### Exercise prompt
From the line with "the blue toy" through the final line, please write out the listing exactly, including both of those lines.

Start of Provided records

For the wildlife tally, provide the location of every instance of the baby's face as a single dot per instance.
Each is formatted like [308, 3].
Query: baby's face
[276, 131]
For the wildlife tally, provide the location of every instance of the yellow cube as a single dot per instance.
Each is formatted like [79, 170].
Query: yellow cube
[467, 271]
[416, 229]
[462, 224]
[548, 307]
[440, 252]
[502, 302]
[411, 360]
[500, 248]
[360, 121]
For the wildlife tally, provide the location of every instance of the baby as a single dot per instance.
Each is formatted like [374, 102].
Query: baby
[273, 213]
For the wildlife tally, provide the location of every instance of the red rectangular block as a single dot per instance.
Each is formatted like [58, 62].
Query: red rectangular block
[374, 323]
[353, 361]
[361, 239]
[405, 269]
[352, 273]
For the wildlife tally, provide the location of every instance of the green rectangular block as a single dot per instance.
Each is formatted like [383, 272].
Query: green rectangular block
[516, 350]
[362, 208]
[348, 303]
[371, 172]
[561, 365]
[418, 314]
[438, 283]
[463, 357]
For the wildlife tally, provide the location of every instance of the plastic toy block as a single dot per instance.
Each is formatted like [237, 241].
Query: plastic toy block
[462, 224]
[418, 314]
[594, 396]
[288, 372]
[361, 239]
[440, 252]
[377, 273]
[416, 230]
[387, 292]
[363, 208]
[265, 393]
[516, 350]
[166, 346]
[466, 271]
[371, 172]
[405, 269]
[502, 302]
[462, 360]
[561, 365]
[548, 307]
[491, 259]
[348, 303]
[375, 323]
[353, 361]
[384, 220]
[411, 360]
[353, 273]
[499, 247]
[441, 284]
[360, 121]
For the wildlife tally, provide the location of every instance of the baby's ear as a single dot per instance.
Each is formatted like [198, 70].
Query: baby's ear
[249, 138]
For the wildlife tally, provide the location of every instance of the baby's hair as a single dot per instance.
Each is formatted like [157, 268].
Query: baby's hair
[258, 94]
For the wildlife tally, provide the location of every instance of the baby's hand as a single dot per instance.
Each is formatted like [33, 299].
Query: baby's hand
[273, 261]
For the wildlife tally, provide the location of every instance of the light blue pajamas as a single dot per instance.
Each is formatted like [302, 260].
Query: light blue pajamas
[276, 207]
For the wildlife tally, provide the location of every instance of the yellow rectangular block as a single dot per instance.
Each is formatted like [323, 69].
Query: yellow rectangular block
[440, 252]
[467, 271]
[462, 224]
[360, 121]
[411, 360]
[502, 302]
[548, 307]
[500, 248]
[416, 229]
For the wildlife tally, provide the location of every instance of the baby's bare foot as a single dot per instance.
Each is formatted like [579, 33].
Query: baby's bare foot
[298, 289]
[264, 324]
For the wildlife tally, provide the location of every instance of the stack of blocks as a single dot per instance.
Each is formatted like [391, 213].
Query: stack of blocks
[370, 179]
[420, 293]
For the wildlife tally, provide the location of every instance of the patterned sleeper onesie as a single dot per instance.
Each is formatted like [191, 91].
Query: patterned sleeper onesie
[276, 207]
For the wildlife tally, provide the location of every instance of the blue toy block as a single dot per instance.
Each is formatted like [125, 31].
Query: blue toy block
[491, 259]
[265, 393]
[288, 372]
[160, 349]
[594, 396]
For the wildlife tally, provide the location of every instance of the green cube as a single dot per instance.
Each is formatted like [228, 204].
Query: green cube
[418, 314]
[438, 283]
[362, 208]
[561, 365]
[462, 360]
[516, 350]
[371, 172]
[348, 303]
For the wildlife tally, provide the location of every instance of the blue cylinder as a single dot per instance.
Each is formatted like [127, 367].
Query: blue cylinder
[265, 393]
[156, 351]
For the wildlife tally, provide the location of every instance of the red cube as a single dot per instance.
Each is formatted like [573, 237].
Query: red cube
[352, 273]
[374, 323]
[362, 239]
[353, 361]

End of Provided records

### The reply
For the wildlife tally, provide the location of every instance of the blue toy block as a single dot per instance.
Each is formatted like [125, 31].
Query: blue toy block
[491, 259]
[265, 393]
[288, 372]
[160, 349]
[594, 396]
For the wildlife tally, provide the location of every instance of the green cube as a single dot per instance.
Each is formatted like [228, 204].
Query: green cube
[418, 314]
[438, 283]
[362, 208]
[561, 365]
[462, 360]
[516, 350]
[371, 172]
[348, 303]
For the wildlife tally, provide the location of every instance of the blue cylinder as a single dot per instance.
Each is formatted like [127, 367].
Query: blue cylinder
[265, 393]
[156, 351]
For the wildlife tally, provide the location of every instance of the red cube as a single dot per instance.
Each is formatted like [573, 237].
Query: red cube
[352, 273]
[374, 323]
[362, 239]
[353, 361]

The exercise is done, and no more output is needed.